# Given exercise:
Reproduce, character for character, the lines of the data below from the line containing "Could you please drop a point on the clear" through the last line of the data, with both ends included.
+++ The records +++
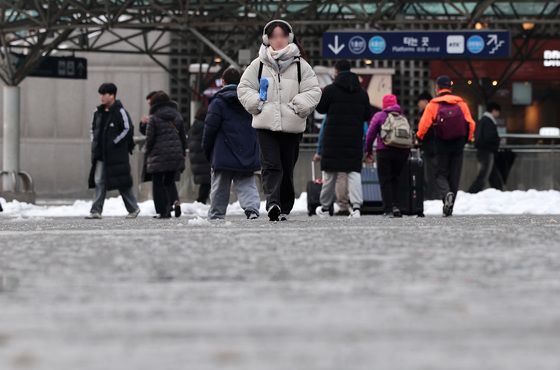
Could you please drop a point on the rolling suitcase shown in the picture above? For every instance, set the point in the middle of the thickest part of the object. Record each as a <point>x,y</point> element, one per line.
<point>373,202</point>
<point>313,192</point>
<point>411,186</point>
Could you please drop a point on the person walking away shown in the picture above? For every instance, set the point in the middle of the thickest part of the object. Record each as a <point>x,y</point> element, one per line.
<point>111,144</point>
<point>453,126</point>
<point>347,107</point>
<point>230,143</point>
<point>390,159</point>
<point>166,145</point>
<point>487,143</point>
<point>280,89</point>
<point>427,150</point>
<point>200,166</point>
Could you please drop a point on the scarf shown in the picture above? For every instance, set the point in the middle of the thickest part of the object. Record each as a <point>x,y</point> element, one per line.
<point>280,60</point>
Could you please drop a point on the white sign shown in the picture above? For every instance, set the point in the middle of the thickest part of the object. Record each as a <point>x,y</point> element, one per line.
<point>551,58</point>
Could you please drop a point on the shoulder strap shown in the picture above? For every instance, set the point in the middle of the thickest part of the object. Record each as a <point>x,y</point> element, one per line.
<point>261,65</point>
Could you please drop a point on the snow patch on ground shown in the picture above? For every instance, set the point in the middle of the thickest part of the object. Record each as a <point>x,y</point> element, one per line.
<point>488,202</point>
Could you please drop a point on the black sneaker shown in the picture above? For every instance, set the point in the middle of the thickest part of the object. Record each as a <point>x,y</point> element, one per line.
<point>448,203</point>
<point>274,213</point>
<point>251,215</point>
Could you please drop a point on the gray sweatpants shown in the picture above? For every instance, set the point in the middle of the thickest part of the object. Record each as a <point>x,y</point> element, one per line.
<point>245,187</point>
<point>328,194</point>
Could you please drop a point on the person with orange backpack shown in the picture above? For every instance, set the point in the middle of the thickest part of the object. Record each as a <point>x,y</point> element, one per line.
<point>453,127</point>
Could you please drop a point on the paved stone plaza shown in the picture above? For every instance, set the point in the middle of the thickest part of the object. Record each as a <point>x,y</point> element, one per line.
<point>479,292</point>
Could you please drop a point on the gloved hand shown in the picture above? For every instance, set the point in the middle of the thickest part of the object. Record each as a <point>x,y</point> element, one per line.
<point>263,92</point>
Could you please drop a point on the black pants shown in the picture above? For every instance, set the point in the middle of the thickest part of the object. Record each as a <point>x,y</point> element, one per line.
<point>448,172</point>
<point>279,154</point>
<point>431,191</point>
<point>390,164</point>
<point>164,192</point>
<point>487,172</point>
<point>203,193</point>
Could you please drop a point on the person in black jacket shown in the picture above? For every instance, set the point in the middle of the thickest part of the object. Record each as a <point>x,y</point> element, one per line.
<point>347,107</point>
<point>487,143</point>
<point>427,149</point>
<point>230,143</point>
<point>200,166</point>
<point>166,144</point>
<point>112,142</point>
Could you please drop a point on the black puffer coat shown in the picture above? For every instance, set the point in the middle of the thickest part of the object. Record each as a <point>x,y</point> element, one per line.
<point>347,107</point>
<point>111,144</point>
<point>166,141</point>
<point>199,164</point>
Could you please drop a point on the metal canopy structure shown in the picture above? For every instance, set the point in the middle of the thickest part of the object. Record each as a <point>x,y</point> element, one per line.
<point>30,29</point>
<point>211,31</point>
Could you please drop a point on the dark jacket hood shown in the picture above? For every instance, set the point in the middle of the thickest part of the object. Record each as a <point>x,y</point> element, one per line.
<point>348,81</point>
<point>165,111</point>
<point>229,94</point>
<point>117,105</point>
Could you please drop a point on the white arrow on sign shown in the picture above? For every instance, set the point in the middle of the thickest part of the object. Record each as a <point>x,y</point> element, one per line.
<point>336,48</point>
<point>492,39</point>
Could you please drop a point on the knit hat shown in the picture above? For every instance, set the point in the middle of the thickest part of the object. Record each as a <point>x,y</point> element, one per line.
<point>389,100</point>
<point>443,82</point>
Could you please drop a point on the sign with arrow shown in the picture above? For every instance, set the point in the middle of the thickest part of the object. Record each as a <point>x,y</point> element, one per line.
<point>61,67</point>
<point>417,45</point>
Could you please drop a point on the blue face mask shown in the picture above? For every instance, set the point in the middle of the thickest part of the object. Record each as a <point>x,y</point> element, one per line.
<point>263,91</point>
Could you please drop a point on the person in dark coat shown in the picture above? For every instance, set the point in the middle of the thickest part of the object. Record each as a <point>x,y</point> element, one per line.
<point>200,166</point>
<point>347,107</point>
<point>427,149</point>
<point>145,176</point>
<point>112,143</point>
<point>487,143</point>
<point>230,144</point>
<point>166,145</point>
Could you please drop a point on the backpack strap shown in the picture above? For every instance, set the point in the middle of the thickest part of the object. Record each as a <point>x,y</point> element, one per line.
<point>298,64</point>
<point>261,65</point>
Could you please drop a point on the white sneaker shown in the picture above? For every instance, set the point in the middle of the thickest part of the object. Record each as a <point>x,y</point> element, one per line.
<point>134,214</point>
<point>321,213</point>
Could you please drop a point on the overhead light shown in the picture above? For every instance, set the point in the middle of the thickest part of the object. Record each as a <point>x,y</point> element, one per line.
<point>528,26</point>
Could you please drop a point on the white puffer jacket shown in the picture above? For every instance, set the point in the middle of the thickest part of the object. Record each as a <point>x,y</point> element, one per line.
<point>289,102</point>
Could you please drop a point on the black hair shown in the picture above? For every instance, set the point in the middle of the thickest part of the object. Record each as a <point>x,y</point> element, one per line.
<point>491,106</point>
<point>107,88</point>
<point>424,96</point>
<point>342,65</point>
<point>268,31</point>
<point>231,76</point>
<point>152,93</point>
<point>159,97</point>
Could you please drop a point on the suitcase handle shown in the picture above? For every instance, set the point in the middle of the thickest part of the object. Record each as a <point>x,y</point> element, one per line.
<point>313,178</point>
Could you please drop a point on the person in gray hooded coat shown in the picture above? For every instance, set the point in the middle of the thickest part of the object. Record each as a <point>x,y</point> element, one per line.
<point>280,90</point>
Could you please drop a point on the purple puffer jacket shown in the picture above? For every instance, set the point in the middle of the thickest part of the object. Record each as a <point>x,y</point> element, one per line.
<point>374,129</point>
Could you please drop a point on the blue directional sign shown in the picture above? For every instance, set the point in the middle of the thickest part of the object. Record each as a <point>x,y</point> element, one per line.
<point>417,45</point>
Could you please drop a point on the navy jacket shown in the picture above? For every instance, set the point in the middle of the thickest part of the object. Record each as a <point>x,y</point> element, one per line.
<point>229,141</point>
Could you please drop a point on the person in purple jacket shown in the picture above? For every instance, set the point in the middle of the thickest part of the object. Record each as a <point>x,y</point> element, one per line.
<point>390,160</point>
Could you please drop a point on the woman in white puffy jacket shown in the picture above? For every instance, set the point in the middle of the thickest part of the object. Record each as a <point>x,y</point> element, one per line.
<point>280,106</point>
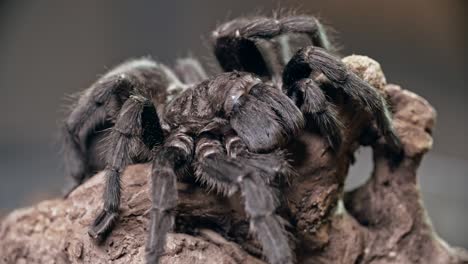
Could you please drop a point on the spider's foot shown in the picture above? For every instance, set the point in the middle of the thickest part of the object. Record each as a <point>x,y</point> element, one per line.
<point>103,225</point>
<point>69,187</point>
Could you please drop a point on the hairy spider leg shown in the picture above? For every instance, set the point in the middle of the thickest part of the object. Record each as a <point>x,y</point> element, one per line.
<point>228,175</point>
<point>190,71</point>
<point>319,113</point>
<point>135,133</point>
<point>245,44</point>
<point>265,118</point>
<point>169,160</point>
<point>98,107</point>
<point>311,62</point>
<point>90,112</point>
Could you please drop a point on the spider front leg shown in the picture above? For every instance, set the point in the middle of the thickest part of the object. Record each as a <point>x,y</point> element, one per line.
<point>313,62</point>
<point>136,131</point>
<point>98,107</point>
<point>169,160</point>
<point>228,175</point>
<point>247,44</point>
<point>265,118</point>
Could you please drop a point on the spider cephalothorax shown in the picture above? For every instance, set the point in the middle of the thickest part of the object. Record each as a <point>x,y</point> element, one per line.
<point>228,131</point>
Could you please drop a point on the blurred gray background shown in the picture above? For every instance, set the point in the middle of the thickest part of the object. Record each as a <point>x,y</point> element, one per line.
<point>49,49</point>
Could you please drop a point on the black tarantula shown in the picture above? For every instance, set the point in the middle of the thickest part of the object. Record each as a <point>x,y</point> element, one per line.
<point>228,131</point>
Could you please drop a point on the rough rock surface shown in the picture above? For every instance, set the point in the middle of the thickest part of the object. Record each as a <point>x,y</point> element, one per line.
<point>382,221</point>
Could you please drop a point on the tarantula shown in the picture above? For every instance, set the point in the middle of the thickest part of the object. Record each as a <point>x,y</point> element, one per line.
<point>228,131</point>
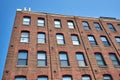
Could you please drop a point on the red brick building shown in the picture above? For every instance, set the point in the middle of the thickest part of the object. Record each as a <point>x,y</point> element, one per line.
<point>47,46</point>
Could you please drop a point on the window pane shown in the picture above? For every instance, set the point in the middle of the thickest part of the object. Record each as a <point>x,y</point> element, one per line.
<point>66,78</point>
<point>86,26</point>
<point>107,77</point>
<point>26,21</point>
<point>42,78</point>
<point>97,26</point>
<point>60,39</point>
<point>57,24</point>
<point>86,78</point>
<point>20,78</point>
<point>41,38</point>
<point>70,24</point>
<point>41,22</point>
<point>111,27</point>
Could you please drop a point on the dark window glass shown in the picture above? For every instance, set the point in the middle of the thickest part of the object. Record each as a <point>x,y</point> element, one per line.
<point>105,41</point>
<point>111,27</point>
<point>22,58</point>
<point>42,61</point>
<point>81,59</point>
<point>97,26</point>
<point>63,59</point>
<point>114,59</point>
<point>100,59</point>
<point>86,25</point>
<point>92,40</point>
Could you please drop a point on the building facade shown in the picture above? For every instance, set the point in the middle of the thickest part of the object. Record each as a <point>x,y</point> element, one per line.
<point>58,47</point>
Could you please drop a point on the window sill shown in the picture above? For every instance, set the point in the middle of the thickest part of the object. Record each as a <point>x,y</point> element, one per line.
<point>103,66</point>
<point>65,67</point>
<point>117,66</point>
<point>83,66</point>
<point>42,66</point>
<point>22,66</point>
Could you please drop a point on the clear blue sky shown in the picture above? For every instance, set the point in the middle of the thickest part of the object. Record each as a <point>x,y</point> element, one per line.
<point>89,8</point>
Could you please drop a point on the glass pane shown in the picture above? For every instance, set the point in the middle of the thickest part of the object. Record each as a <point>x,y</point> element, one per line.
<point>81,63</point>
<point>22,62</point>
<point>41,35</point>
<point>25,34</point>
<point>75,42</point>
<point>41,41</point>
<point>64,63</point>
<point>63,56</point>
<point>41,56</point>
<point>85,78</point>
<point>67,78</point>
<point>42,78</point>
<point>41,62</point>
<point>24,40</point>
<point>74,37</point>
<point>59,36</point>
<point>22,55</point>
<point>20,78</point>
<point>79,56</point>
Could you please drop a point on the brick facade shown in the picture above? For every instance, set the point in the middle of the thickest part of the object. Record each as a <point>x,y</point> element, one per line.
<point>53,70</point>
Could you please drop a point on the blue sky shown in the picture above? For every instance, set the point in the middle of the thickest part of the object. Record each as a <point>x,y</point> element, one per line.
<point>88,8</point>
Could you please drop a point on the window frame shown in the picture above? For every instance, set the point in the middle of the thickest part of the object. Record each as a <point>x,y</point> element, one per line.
+++
# Result of this exercise:
Could you please drop a point on the clear blue sky shown in the picture above? For every instance, set the point in the middle of the thickest part of the object. Record each as a <point>x,y</point> element, one per line.
<point>89,8</point>
Could you please drop a point on the glass pane shown in the picture above? For every instance, set the point in the middle of the thickest part of the object. Record each as a <point>x,y</point> element, one per line.
<point>81,63</point>
<point>22,62</point>
<point>41,35</point>
<point>25,34</point>
<point>75,42</point>
<point>41,41</point>
<point>64,63</point>
<point>63,56</point>
<point>41,56</point>
<point>85,78</point>
<point>67,78</point>
<point>42,78</point>
<point>41,62</point>
<point>24,40</point>
<point>74,37</point>
<point>59,36</point>
<point>22,55</point>
<point>20,78</point>
<point>79,56</point>
Could you please drop a point on the brick facade shown in the picture above? For every instance, set the point in the middle of the thickest part of the object. Record each as a <point>x,y</point> element, one per line.
<point>53,70</point>
Could you please drop a point on the blue sky shown in the picture above? For every instance, set the point in the middle of the thickest part of the object. Record each as a <point>x,y</point> element, one per line.
<point>88,8</point>
Could you please drop a point on the window frame shown in the picture above? For every instance, set the point in the middle of the thickest part of the object. Record each as a <point>x,y</point> element, one per line.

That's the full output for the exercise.